PROBLEM.
Copy all of the material below, request lines included, and shift every coordinate in the answer points by -73, leaving the request wording and its format sample points unchanged.

DATASET CONTENT.

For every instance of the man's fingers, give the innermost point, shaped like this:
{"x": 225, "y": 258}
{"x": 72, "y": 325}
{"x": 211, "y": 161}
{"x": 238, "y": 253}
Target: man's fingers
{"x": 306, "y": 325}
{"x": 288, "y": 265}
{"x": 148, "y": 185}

WORKED SOLUTION.
For every instance of the man's fingers, give the innermost point, shaped like this:
{"x": 225, "y": 258}
{"x": 72, "y": 325}
{"x": 211, "y": 161}
{"x": 238, "y": 253}
Target: man's fingers
{"x": 233, "y": 252}
{"x": 215, "y": 192}
{"x": 75, "y": 112}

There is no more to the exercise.